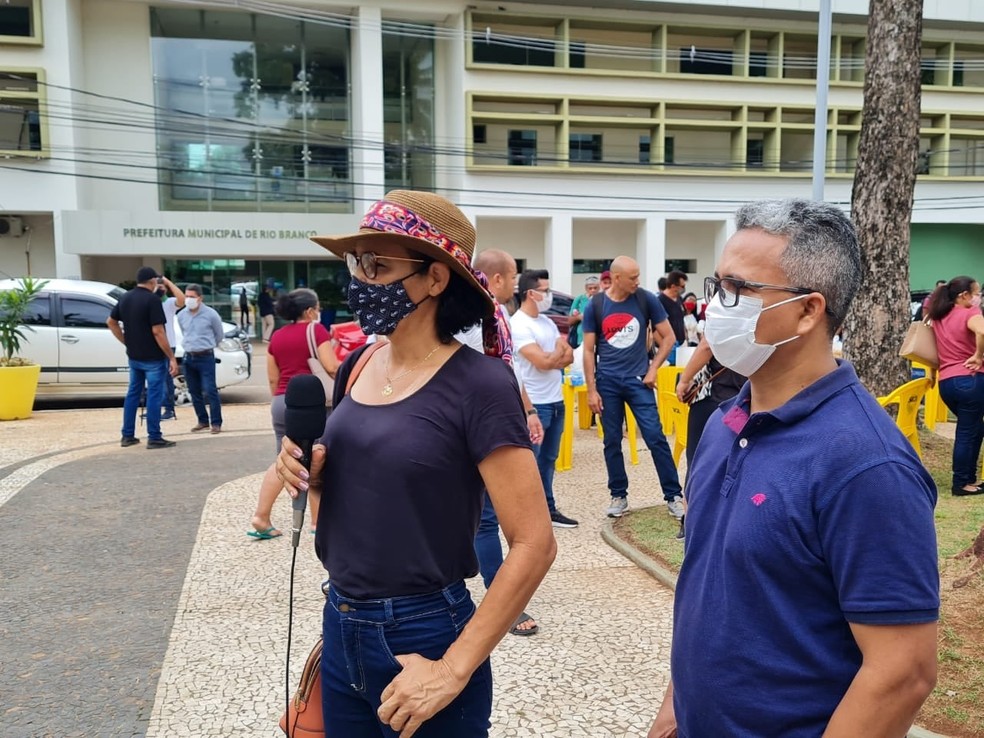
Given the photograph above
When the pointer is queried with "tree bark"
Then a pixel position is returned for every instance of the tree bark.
(881, 200)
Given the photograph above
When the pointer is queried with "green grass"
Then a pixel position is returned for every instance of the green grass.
(956, 707)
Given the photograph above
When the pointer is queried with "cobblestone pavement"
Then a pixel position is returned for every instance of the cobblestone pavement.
(135, 605)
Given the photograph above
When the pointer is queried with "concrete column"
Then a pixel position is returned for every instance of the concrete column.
(367, 107)
(560, 252)
(651, 250)
(725, 230)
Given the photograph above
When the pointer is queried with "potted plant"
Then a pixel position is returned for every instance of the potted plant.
(18, 375)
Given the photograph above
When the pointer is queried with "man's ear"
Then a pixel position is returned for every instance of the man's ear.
(814, 313)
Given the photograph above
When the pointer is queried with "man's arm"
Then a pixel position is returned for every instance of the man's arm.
(897, 674)
(116, 329)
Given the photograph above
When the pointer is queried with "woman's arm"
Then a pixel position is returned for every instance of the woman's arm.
(425, 687)
(273, 373)
(328, 359)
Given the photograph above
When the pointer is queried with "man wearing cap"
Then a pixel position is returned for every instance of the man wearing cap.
(201, 329)
(137, 321)
(591, 286)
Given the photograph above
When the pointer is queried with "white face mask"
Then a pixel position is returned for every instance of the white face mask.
(730, 332)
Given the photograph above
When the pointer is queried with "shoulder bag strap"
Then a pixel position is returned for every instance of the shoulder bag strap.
(312, 346)
(360, 364)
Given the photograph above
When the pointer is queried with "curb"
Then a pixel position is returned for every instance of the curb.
(668, 579)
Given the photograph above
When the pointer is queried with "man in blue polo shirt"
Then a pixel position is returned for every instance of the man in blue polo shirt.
(808, 597)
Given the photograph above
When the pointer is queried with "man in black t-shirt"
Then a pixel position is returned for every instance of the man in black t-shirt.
(669, 298)
(137, 321)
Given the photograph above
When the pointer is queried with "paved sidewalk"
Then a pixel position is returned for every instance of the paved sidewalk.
(133, 594)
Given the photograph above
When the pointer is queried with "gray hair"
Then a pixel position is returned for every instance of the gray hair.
(822, 254)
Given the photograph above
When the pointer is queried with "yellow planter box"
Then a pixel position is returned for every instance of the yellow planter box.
(18, 385)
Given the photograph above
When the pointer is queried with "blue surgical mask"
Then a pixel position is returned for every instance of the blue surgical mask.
(380, 307)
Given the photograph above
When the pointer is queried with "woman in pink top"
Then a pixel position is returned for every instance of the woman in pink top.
(955, 309)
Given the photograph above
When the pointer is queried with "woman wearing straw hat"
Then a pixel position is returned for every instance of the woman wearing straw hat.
(426, 426)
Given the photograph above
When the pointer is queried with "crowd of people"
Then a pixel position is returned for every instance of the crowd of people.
(810, 574)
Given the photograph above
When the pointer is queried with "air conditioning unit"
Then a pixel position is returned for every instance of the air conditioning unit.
(11, 226)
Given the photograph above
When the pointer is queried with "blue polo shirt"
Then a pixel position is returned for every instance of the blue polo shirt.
(800, 521)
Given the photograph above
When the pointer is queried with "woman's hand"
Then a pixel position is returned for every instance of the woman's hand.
(417, 693)
(291, 471)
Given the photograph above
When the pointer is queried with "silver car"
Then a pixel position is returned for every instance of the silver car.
(79, 355)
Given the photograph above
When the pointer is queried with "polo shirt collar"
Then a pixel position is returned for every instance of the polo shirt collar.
(800, 405)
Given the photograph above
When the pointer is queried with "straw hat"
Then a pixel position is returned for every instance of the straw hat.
(424, 222)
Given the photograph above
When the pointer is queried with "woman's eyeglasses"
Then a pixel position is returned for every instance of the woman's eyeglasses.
(368, 262)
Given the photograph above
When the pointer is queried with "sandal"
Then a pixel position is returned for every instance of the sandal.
(516, 630)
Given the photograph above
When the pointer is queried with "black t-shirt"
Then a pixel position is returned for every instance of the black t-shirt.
(139, 310)
(674, 313)
(402, 492)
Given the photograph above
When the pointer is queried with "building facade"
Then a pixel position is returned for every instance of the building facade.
(212, 140)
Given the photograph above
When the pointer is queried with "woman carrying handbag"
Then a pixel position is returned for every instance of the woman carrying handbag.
(291, 352)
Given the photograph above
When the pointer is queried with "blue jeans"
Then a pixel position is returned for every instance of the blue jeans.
(616, 392)
(552, 417)
(152, 374)
(488, 548)
(965, 398)
(361, 638)
(168, 403)
(200, 375)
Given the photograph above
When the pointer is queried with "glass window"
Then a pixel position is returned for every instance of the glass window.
(39, 311)
(260, 95)
(408, 109)
(78, 312)
(20, 21)
(20, 113)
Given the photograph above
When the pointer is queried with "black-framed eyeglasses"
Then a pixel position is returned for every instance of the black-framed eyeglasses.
(368, 262)
(727, 290)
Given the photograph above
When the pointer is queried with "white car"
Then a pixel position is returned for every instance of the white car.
(78, 353)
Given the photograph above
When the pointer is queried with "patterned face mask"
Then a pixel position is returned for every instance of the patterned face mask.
(380, 307)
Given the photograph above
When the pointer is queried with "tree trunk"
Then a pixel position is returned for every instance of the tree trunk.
(881, 201)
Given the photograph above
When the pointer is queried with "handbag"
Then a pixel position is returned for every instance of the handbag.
(317, 368)
(304, 717)
(919, 344)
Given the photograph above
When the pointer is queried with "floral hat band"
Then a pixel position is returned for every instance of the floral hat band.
(391, 217)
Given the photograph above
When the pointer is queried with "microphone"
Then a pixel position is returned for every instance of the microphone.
(304, 423)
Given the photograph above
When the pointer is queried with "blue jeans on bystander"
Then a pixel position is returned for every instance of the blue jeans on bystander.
(361, 638)
(616, 393)
(965, 398)
(152, 374)
(551, 414)
(199, 373)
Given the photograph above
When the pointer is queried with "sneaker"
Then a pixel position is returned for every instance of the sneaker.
(618, 507)
(160, 443)
(560, 520)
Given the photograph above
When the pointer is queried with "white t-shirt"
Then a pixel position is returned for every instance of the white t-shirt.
(170, 306)
(541, 386)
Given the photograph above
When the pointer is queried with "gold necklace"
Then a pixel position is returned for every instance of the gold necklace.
(388, 387)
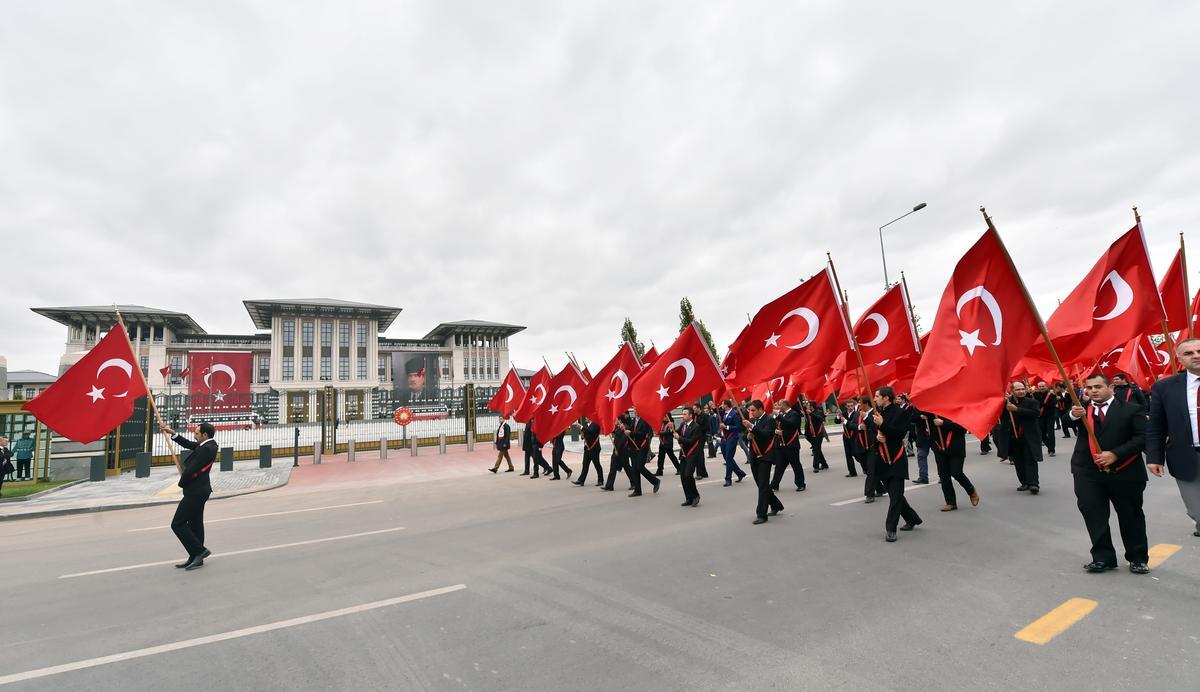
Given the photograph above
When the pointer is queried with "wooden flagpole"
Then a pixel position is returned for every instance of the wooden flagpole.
(1042, 326)
(145, 385)
(853, 340)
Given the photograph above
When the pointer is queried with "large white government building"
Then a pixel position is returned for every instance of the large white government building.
(301, 348)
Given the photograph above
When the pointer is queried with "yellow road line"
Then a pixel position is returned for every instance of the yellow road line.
(1056, 621)
(1159, 553)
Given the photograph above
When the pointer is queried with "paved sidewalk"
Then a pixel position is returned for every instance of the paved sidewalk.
(127, 491)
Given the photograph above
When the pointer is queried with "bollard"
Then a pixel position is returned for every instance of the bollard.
(143, 468)
(97, 469)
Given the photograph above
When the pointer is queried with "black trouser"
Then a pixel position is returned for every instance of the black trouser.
(949, 469)
(688, 475)
(1024, 462)
(817, 455)
(898, 506)
(639, 471)
(189, 523)
(789, 456)
(1093, 493)
(592, 456)
(1048, 437)
(767, 499)
(849, 445)
(664, 452)
(617, 462)
(556, 455)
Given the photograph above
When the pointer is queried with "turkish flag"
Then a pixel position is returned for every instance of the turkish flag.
(509, 396)
(534, 397)
(1175, 296)
(683, 373)
(609, 393)
(982, 329)
(561, 407)
(1116, 301)
(885, 331)
(803, 329)
(95, 395)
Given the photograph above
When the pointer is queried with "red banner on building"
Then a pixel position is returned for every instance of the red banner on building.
(220, 381)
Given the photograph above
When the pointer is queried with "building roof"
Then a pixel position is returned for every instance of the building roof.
(30, 378)
(261, 311)
(105, 317)
(473, 326)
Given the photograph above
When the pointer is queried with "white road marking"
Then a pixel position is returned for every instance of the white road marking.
(247, 551)
(222, 637)
(267, 515)
(906, 489)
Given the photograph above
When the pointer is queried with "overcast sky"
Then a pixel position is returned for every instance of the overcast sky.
(563, 164)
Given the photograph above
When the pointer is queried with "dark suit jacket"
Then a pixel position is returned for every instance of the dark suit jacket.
(195, 476)
(1169, 428)
(1123, 433)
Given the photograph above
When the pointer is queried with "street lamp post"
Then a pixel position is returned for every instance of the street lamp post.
(885, 257)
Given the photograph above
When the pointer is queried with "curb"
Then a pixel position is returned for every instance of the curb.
(131, 505)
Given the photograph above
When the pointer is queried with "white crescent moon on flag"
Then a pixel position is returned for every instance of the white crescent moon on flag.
(883, 330)
(569, 390)
(813, 320)
(989, 301)
(624, 385)
(689, 369)
(220, 368)
(124, 366)
(1125, 296)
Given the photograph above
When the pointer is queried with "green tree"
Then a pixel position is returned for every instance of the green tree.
(687, 317)
(629, 334)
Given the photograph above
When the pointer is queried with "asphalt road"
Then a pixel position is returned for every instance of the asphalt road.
(522, 584)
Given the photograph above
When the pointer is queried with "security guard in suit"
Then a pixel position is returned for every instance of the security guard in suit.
(193, 477)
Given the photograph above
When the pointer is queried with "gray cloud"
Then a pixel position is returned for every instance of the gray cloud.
(565, 164)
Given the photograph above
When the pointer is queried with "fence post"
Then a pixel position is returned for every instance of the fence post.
(143, 461)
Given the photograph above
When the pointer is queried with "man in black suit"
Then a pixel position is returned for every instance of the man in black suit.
(691, 449)
(789, 421)
(1021, 414)
(1171, 437)
(502, 445)
(591, 431)
(640, 433)
(1111, 474)
(193, 477)
(763, 451)
(887, 427)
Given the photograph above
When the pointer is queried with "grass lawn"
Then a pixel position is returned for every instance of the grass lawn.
(22, 488)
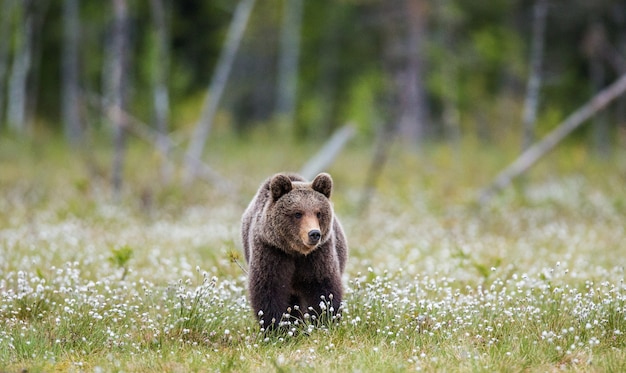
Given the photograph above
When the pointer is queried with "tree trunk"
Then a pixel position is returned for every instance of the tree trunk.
(18, 81)
(451, 115)
(413, 119)
(159, 84)
(288, 65)
(216, 88)
(119, 76)
(538, 150)
(404, 26)
(6, 10)
(70, 73)
(540, 11)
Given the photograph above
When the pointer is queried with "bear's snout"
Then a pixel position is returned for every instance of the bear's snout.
(314, 236)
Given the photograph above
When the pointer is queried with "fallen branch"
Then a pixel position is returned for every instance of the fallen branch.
(541, 148)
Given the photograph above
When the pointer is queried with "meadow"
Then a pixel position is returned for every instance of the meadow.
(533, 281)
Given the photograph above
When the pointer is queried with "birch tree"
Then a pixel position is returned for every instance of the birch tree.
(70, 95)
(119, 77)
(6, 9)
(531, 102)
(288, 64)
(160, 93)
(20, 67)
(216, 87)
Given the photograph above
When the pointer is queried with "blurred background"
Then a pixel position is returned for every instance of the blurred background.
(186, 78)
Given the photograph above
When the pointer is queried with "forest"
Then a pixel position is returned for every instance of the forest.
(478, 156)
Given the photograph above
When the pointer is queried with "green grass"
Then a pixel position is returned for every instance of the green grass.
(532, 282)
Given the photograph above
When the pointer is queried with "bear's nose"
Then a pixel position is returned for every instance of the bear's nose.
(314, 235)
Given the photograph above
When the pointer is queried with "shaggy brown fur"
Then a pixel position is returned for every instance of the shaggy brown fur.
(295, 247)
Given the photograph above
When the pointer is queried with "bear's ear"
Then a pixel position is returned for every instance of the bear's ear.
(323, 183)
(279, 186)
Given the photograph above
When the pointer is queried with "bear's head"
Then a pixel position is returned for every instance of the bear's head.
(300, 214)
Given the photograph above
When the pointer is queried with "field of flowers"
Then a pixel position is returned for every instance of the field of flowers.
(534, 281)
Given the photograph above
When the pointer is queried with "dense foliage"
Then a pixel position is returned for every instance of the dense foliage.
(475, 58)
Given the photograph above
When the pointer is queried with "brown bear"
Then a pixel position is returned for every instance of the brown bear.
(295, 248)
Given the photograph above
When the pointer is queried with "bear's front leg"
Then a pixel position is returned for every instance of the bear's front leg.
(270, 286)
(326, 297)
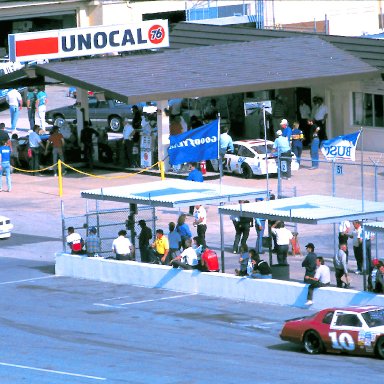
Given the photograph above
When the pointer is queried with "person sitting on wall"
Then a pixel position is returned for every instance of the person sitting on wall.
(261, 269)
(187, 259)
(160, 249)
(74, 241)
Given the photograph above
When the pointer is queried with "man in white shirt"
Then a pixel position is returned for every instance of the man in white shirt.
(122, 247)
(320, 115)
(344, 229)
(187, 259)
(15, 103)
(305, 115)
(128, 133)
(322, 278)
(357, 242)
(200, 215)
(283, 239)
(74, 241)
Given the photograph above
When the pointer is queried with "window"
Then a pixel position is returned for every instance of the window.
(328, 318)
(348, 320)
(245, 152)
(368, 109)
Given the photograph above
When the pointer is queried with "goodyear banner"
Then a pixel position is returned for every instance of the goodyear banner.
(195, 145)
(341, 147)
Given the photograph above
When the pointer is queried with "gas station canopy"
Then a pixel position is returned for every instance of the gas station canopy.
(310, 209)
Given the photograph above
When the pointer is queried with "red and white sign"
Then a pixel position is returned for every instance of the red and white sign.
(72, 42)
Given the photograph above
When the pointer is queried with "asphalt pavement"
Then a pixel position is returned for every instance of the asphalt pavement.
(73, 331)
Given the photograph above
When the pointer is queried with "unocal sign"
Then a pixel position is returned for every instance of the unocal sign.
(72, 42)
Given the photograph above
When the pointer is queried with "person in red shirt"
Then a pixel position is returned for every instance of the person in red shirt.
(209, 261)
(56, 139)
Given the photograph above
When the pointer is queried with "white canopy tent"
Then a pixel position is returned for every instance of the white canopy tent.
(174, 193)
(310, 209)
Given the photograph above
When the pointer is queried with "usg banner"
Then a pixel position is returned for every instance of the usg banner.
(72, 42)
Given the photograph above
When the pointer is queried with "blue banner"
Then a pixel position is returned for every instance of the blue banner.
(341, 147)
(195, 145)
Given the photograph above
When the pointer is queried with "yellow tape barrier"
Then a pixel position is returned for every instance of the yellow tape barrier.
(60, 164)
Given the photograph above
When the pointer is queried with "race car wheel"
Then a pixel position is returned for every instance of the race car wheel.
(380, 348)
(313, 343)
(59, 121)
(247, 171)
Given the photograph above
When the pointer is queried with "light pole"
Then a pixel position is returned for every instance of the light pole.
(266, 149)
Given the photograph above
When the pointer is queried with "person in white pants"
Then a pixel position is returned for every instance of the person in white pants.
(41, 107)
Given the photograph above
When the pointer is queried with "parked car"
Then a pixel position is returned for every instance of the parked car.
(353, 330)
(249, 159)
(109, 113)
(70, 154)
(5, 227)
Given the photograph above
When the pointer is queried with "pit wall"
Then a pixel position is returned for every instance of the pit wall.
(219, 285)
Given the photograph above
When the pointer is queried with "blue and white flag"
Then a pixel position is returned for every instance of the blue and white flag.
(341, 147)
(195, 145)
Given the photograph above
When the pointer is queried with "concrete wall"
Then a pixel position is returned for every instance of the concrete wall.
(210, 284)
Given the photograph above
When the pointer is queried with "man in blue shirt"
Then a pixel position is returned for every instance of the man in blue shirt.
(286, 129)
(226, 143)
(41, 106)
(283, 149)
(194, 175)
(5, 165)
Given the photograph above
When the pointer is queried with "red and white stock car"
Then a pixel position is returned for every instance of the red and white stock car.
(353, 330)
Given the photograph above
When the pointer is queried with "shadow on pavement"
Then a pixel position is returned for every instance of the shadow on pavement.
(48, 269)
(21, 239)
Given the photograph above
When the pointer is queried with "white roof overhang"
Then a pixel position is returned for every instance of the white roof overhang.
(311, 209)
(374, 227)
(173, 193)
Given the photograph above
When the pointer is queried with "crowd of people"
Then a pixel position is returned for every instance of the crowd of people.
(180, 249)
(177, 249)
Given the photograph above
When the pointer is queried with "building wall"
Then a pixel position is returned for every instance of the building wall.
(346, 18)
(341, 112)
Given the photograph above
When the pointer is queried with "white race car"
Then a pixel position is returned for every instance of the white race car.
(5, 227)
(248, 159)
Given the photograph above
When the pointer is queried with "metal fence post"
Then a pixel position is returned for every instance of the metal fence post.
(62, 223)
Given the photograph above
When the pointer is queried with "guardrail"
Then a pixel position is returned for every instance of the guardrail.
(222, 285)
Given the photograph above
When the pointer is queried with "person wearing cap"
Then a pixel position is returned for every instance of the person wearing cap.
(286, 129)
(160, 249)
(92, 243)
(144, 237)
(322, 278)
(315, 146)
(282, 147)
(341, 267)
(297, 141)
(309, 263)
(283, 239)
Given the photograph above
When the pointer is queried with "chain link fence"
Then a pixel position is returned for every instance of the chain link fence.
(109, 218)
(334, 178)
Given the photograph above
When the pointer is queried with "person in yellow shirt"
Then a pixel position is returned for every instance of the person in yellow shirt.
(160, 248)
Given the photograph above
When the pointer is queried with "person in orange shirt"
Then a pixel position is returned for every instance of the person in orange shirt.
(56, 139)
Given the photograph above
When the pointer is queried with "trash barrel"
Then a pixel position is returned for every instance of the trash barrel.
(280, 271)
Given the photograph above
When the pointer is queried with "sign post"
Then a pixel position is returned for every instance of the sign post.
(96, 40)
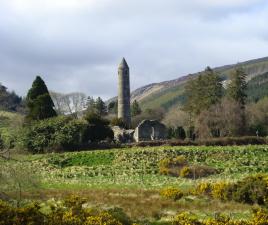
--
Problem: Count the lines in the records above that contain the string "potted", and give only that number.

Output for this task: 2